Source |

◆ ◆ ◆ ◆ ◆

The benchmark set is described in detail in (Kuenze, Structure, 2019). The protocol runs ab initio structure prediction with NMR constraints, so input files are essentially a fasta sequence and constraint files. All input files are located in the scientific data submodule with the folder of the same name. Input files were originally taken from the protocol capture. Input files are the following:

.fasta - containing the sequence

.pdb - as a native for RMSD comparison

fragments (3mers / 9mers) - created with chemical shift information from TALOS - these are the .tab files in the scientific data submodule

.wts_patch - these are patch files containing the weight of the the PCS score against the rest of the Rosetta scorefunction terms, see below for how they are determined

.tbp - topology broker file for ab initio structure prediction

.rdc.inp - RosettaNMR constraint files containing the mathematical details of the PCS constraint setup, for instance the spinlabel position. This file contains the .dat file names that contain the actual measured PCS.

◆ ◆ ◆ ◆ ◆

Challenges |
1 – According to the text on the benchmark input files, what is the .tbp file?
2 – Write the next part of the text on the benchmark input files, picking up right after its final sentence.
The data that come after this text are separate material.

Data section |
◆ ◆ ◆ ◆ ◆

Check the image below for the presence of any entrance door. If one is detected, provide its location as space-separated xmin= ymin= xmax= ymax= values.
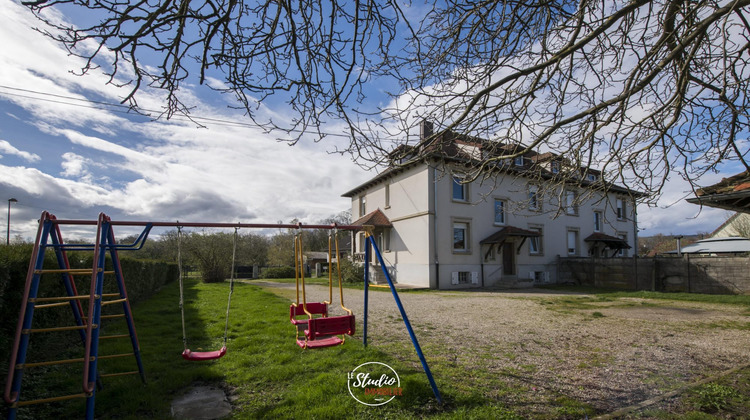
xmin=503 ymin=242 xmax=516 ymax=276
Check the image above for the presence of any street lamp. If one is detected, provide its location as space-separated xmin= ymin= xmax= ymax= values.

◆ ◆ ◆ ◆ ◆

Answers provided |
1 – It is a topology broker file for ab initio structure prediction.

2 –
## PROTOCOL

In a nutshell, the overall protocol comprises of the following steps:

1) use chemical shift information to run TALOS for the prediction of secondary structure

2) use secondary structure prediction from TALOS files for fragment picking

3) run ab initio structure prediction WITHOUT NMR constraints to get a baseline of the score distribution

4) rescore these decoys with NMR constraint data to get score distribution WITH NMR data

5) from both score distributions of the models WITH and WITHOUT NMR data, compute the optimal weight of the NMR score term

6) run ab initio structure prediction WITH NMR constraints with the optimized weight

Note that the protocol on the test server only runs the last step (step 6) and both fragment picking and constraint weight optimization has been done beforehand.

Runtimes are about 1400 CPU hours for this test: (800s per model per target on avg) x (3 targets) x (2000 decoys)

## PERFORMANCE METRICS

Output files of structure prediction are a score file and a binary silent file. We look at the score file and plot the score-vs-rmsd distribution of the created models. Passes are defined by the cutoffs for all to be true: 10% of the models below the RMSD cutoff, 10% of the scores below the score cutoff and PNear higher than the PNear cutoff, defined by the first run minus 0.1. All cutoffs were defined by the first run of the protocols and adjusted over several runs.

## KEY RESULTS

We compare the results against the benchmarks described in (Kuenze, Structure, 2019). The funnel of 1x0n isn't quite as well-defined as in the paper and from the first, single run it is unclear why.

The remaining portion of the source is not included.